SOAL 1:
Berdasarkan kutipan dokumen di bawah, jelaskan dalam satu sampai tiga kalimat alasan kasus yang melibatkan EM menjadi sorotan.
SOAL 2:
Menurut kutipan dokumen di bawah, ketentuan apa yang dinyatakan dilanggar oleh EM berdasarkan hasil investigasi internal?
SOAL 3:
Cetak ulang bagian kutipan dokumen di bawah, dari "YOGYAKARTA, Memoindonesia.co.id –" sampai "dari pihak rektorat.", tanpa mengubah apa pun.
══ KUTIPAN DOKUMEN ══
YOGYAKARTA, Memoindonesia.co.id – Nasib Guru Besar Fakultas Farmasi Universitas Gadjah Mada (UGM), Prof Edy Meiyanto (EM), yang dilaporkan melakukan kekerasan seksual terhadap sejumlah mahasiswi, masih menunggu keputusan akhir dari pihak rektorat.
Kasus ini menjadi sorotan karena EM disebut melakukan pelecehan dengan modus bimbingan skripsi dan diskusi ilmiah.
Berdasarkan hasil investigasi internal, EM dinyatakan melanggar Pasal 3 Ayat 2 Peraturan Rektor UGM Nomor 1 Tahun 2023 tentang Pencegahan dan Penanganan Kekerasan Seksual. Sanksi yang tengah dipertimbangkan berkisar antara skorsing hingga pemecatan tetap.
═══
══ PETIKAN MATERI ══
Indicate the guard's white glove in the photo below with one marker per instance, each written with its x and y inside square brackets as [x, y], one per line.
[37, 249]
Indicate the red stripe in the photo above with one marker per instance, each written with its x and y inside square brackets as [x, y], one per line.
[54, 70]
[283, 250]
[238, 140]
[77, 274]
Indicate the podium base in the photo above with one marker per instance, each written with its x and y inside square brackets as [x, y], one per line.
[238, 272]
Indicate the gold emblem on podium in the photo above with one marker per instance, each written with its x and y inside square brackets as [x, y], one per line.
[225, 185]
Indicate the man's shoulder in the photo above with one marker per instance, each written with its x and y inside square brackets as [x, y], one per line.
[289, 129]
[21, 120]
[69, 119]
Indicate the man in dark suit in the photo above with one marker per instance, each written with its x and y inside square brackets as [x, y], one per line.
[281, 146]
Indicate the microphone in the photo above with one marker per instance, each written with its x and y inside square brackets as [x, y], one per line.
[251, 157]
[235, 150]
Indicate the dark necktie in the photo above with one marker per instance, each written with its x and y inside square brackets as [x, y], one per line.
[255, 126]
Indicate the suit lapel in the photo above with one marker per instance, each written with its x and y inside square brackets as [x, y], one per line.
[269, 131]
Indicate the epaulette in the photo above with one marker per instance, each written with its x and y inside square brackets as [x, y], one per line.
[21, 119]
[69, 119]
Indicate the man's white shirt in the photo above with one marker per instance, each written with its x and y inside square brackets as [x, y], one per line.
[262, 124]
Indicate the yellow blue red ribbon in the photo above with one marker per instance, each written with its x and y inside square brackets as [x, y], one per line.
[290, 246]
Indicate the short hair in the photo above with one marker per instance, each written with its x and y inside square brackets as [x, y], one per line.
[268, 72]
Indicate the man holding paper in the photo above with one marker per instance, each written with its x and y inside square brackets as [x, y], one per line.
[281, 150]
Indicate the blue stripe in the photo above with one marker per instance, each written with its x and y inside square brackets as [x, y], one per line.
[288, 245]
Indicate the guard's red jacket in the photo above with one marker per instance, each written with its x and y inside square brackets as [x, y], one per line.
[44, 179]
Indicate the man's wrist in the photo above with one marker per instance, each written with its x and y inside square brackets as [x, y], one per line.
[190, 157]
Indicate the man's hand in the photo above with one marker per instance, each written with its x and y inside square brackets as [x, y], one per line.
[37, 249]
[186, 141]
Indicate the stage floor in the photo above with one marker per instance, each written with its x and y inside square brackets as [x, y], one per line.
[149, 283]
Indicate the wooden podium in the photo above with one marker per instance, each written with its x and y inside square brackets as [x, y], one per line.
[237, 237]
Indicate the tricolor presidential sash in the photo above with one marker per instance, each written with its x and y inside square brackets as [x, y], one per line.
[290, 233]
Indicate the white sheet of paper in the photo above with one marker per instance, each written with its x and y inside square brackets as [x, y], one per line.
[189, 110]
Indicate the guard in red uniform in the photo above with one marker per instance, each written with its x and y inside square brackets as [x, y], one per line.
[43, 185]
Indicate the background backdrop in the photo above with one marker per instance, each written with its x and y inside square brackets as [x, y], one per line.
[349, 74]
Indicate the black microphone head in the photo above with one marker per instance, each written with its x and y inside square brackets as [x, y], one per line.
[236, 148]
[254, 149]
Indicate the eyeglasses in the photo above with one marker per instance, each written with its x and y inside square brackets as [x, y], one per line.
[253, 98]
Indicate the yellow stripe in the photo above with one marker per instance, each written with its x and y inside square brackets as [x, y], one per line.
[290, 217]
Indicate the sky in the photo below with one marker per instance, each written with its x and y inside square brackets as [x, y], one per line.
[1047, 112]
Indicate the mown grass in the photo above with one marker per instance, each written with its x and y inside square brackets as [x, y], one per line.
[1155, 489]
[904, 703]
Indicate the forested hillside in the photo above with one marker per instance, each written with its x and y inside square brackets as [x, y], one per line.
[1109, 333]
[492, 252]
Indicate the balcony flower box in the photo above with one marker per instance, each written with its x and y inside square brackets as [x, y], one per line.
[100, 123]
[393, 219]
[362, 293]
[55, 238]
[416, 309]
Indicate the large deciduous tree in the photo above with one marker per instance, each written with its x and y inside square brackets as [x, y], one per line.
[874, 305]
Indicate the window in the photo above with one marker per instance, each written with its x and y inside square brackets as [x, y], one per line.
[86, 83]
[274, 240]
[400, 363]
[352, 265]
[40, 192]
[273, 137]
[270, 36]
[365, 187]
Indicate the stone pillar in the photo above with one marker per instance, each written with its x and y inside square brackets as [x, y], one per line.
═══
JAWABAN TERTULIS 1:
Kasus ini menjadi sorotan karena EM disebut melakukan pelecehan dengan modus bimbingan skripsi dan diskusi ilmiah.

JAWABAN TERTULIS 2:
EM dinyatakan melanggar Pasal 3 Ayat 2 Peraturan Rektor UGM Nomor 1 Tahun 2023 tentang Pencegahan dan Penanganan Kekerasan Seksual.

JAWABAN TERTULIS 3:
YOGYAKARTA, Memoindonesia.co.id – Nasib Guru Besar Fakultas Farmasi Universitas Gadjah Mada (UGM), Prof Edy Meiyanto (EM), yang dilaporkan melakukan kekerasan seksual terhadap sejumlah mahasiswi, masih menunggu keputusan akhir dari pihak rektorat.